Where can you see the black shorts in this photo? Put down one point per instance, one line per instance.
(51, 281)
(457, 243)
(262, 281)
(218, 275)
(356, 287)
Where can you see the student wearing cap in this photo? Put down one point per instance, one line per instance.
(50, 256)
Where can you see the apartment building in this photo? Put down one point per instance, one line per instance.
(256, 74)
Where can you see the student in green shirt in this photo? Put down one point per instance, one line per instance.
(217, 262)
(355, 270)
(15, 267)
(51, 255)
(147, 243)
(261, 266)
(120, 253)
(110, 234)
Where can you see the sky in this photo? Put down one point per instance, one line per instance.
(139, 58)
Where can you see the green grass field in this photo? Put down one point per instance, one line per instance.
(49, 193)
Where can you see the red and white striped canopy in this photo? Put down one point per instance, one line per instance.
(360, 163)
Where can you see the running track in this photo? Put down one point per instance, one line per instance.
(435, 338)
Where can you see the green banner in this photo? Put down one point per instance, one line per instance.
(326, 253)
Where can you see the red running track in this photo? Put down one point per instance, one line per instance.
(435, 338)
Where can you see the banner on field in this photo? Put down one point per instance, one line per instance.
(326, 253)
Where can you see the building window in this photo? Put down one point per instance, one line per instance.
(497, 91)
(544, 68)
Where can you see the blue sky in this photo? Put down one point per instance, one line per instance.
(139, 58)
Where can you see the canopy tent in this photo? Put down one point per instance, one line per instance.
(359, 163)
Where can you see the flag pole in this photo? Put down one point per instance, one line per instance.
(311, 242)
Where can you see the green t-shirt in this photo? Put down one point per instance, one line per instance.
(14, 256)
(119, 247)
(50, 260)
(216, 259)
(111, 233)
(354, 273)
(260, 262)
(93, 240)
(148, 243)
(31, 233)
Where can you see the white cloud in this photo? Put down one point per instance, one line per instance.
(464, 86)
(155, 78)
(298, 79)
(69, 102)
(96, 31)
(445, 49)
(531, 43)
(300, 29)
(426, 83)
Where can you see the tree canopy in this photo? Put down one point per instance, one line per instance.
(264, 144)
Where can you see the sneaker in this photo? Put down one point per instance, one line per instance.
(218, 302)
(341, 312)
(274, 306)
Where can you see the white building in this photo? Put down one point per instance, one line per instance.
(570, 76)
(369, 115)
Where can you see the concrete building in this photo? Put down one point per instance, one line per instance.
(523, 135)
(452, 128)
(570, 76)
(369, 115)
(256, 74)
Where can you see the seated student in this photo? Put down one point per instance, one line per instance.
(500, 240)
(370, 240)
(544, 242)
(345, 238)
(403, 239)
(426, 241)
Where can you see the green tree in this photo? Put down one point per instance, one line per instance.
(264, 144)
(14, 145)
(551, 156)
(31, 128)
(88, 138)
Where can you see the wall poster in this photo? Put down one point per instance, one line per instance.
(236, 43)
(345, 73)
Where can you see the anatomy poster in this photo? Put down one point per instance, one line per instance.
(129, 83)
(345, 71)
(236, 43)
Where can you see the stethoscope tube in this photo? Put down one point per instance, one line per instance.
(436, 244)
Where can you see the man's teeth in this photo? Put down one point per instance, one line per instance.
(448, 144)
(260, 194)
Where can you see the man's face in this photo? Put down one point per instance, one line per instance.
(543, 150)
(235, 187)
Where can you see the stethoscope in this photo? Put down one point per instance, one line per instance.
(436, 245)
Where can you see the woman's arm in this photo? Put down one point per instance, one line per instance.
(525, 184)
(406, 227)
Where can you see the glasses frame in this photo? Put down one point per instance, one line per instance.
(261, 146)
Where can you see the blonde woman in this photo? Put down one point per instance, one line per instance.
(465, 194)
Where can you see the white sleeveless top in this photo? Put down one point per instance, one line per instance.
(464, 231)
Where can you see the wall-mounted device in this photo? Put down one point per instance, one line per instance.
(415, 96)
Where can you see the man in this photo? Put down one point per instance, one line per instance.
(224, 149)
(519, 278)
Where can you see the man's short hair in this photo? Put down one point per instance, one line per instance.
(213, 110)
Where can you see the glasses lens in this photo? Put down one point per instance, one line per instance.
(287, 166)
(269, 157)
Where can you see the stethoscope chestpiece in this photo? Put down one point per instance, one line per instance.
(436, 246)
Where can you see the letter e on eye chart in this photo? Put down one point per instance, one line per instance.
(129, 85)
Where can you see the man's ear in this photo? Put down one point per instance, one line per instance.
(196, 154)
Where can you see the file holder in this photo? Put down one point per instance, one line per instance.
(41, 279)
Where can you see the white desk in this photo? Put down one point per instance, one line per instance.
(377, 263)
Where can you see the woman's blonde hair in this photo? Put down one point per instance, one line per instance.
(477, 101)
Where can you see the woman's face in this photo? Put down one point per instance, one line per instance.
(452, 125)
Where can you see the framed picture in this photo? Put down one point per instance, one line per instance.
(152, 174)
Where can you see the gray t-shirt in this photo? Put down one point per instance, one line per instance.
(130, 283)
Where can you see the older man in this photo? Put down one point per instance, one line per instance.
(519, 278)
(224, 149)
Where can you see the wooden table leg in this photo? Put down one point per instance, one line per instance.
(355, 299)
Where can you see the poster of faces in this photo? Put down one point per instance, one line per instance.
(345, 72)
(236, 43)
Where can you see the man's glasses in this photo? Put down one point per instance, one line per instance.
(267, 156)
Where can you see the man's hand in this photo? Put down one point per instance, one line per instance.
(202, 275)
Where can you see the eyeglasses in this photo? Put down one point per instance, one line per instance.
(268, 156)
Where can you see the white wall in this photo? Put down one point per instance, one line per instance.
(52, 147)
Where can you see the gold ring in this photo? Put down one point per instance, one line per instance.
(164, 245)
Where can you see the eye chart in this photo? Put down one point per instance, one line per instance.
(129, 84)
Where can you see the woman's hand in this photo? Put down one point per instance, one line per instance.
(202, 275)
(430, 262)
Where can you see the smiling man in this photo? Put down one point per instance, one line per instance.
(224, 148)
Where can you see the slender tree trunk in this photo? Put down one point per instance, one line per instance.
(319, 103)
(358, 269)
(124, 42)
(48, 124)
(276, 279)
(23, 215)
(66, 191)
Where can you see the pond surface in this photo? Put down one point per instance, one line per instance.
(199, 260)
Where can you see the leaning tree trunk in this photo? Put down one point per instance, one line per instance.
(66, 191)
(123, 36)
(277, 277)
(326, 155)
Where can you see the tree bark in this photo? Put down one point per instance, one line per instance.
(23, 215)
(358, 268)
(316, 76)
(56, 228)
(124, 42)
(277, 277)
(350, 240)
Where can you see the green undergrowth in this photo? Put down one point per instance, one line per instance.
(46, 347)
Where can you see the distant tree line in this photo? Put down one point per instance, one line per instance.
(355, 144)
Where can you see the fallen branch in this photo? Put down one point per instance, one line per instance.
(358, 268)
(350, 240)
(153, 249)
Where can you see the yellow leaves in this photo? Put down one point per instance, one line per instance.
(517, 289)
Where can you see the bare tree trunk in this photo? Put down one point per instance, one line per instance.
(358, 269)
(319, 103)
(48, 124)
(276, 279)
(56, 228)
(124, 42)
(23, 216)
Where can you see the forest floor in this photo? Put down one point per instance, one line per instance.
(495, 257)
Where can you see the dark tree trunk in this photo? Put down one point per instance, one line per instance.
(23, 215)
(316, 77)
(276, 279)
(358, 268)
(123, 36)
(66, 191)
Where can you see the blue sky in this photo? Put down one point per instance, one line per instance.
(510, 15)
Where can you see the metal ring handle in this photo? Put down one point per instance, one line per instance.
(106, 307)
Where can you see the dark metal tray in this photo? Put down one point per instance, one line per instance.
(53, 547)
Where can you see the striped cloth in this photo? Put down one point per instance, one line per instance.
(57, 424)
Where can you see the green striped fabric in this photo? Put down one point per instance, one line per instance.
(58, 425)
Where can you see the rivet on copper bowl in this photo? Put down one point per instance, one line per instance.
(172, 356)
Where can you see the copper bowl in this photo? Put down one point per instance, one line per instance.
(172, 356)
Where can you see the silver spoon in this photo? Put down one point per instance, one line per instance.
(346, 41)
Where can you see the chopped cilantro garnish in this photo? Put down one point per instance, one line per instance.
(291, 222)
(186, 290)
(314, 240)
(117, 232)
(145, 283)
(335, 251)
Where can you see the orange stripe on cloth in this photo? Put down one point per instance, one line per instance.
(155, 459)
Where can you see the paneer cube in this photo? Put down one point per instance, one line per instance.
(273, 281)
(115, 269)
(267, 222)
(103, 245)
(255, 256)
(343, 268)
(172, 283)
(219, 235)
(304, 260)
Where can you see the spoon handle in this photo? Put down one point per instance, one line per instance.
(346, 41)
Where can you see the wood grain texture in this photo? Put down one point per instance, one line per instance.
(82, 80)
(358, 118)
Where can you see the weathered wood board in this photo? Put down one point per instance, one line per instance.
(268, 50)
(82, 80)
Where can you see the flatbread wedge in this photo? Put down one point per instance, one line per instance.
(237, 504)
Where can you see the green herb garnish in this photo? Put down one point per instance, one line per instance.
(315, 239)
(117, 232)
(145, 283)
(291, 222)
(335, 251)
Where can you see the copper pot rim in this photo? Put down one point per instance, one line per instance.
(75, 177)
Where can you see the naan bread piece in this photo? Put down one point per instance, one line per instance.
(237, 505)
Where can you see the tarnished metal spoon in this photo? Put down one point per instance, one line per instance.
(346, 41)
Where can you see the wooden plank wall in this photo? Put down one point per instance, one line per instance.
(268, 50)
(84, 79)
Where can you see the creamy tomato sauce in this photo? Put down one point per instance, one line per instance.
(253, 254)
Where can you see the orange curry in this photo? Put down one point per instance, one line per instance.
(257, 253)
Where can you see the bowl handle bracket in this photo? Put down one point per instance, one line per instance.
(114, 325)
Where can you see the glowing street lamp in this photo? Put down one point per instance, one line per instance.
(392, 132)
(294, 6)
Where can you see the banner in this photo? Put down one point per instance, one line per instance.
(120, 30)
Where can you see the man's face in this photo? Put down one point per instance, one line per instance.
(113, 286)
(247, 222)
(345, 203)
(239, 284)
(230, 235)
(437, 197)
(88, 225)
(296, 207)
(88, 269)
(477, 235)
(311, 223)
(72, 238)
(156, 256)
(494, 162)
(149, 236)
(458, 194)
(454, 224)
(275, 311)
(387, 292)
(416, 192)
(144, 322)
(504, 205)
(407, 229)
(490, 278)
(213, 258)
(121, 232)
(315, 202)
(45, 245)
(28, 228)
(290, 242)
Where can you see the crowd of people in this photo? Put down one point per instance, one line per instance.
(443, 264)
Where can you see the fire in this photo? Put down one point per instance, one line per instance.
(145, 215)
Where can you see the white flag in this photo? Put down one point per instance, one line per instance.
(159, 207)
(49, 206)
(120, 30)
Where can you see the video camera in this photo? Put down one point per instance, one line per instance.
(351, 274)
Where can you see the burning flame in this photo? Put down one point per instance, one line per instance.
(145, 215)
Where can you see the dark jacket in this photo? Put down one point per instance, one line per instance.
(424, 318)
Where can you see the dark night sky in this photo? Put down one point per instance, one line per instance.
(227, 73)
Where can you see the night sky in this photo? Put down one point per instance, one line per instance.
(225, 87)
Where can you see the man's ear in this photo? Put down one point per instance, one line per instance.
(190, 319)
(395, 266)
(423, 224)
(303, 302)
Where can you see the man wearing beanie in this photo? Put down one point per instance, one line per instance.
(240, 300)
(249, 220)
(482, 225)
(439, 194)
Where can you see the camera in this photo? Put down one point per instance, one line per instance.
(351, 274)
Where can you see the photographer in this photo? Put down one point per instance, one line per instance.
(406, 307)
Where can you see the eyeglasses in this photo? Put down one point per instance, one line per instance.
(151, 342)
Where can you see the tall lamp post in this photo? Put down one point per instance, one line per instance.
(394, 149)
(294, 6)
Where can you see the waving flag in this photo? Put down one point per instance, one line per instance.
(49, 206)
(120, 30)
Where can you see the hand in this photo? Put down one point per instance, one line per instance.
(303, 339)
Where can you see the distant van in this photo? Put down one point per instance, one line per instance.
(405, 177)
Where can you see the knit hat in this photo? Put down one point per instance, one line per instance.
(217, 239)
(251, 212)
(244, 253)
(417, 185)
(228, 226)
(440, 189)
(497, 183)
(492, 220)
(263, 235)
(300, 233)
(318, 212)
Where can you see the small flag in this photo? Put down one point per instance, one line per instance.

■ **PROMPT**
Set down, unchanged, the line that contains "Where can you see the hand" together with every later line in the records, through the last one.

■ **EXERCISE RESPONSE**
Where can you see the hand in this photo? Put down one point per instance, one line per instance.
(303, 339)
Where can you see the distant van in this photo? Put down one point per instance, one line per instance.
(405, 177)
Where can you see the knit hat in this photo? Put down one point per instance, one line per instance.
(217, 239)
(251, 212)
(244, 253)
(417, 185)
(228, 226)
(440, 189)
(497, 183)
(492, 220)
(263, 235)
(300, 233)
(318, 212)
Where can you see the small flag in this photo? Put down one point per instance, one line per instance.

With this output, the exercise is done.